[Stored records]
________________________

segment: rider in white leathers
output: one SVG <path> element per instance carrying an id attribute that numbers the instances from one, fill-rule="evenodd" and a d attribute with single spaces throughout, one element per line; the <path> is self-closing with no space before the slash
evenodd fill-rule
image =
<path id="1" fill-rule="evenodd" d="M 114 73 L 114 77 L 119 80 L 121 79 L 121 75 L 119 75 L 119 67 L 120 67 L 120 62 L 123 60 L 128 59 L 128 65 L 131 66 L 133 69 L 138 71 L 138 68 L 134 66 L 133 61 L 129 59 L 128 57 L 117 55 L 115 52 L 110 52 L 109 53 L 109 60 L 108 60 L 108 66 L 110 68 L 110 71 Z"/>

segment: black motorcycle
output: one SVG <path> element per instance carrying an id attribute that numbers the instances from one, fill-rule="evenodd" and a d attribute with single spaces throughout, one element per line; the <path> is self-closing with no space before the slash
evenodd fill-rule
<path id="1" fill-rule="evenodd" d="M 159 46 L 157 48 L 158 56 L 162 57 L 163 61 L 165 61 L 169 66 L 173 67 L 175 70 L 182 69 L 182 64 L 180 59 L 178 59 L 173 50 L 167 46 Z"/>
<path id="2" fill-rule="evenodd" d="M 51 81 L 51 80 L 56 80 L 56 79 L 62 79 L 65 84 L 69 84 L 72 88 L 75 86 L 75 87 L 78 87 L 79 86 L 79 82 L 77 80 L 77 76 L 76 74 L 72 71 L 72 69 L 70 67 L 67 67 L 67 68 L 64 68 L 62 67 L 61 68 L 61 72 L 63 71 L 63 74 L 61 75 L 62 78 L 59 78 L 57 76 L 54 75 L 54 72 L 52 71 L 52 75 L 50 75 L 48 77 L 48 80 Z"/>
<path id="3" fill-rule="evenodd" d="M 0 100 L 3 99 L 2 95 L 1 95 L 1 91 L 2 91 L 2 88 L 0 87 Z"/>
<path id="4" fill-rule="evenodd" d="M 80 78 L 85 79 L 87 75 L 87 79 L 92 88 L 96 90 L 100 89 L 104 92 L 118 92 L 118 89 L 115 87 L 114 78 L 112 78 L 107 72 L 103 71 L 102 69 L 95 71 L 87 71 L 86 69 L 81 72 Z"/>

________________________

• What to work on
Every line above must be repeated exactly as it appears.

• Your response
segment: rider in white leathers
output: one SVG <path> element per instance carrying an id attribute that numbers the instances from one, fill-rule="evenodd" and a d attribute with single spaces throughout, one element per line; the <path> is self-closing with no space before the slash
evenodd fill-rule
image =
<path id="1" fill-rule="evenodd" d="M 114 73 L 114 77 L 119 80 L 121 79 L 121 75 L 119 75 L 119 67 L 120 67 L 120 62 L 123 60 L 128 59 L 128 65 L 131 66 L 133 69 L 138 71 L 138 68 L 134 66 L 133 61 L 129 59 L 128 57 L 117 55 L 115 52 L 110 52 L 109 53 L 109 60 L 108 60 L 108 66 L 110 68 L 110 71 Z"/>

segment: black motorcycle
output: one SVG <path> element per instance carrying an id attribute that numbers the instances from one, fill-rule="evenodd" and a d attribute with single spaces throughout, one element per line; the <path> is self-closing with no space before the slash
evenodd fill-rule
<path id="1" fill-rule="evenodd" d="M 159 46 L 157 48 L 158 56 L 162 57 L 163 61 L 165 61 L 169 66 L 173 67 L 175 70 L 182 69 L 182 64 L 180 59 L 178 59 L 173 50 L 167 46 Z"/>
<path id="2" fill-rule="evenodd" d="M 51 81 L 51 80 L 56 80 L 56 79 L 62 79 L 65 84 L 69 84 L 72 88 L 75 86 L 75 87 L 78 87 L 79 86 L 79 82 L 77 80 L 77 76 L 76 74 L 72 71 L 72 69 L 70 67 L 67 67 L 67 68 L 64 68 L 62 67 L 61 68 L 61 72 L 63 71 L 63 74 L 61 75 L 62 78 L 59 78 L 57 76 L 54 75 L 54 72 L 52 71 L 52 75 L 50 75 L 48 77 L 48 80 Z"/>
<path id="3" fill-rule="evenodd" d="M 0 100 L 3 99 L 2 95 L 1 95 L 1 91 L 2 91 L 2 88 L 0 87 Z"/>
<path id="4" fill-rule="evenodd" d="M 80 78 L 85 79 L 87 75 L 87 79 L 92 88 L 96 90 L 100 89 L 104 92 L 118 92 L 118 89 L 115 87 L 114 78 L 112 78 L 107 72 L 103 71 L 102 69 L 95 71 L 87 71 L 86 69 L 81 72 Z"/>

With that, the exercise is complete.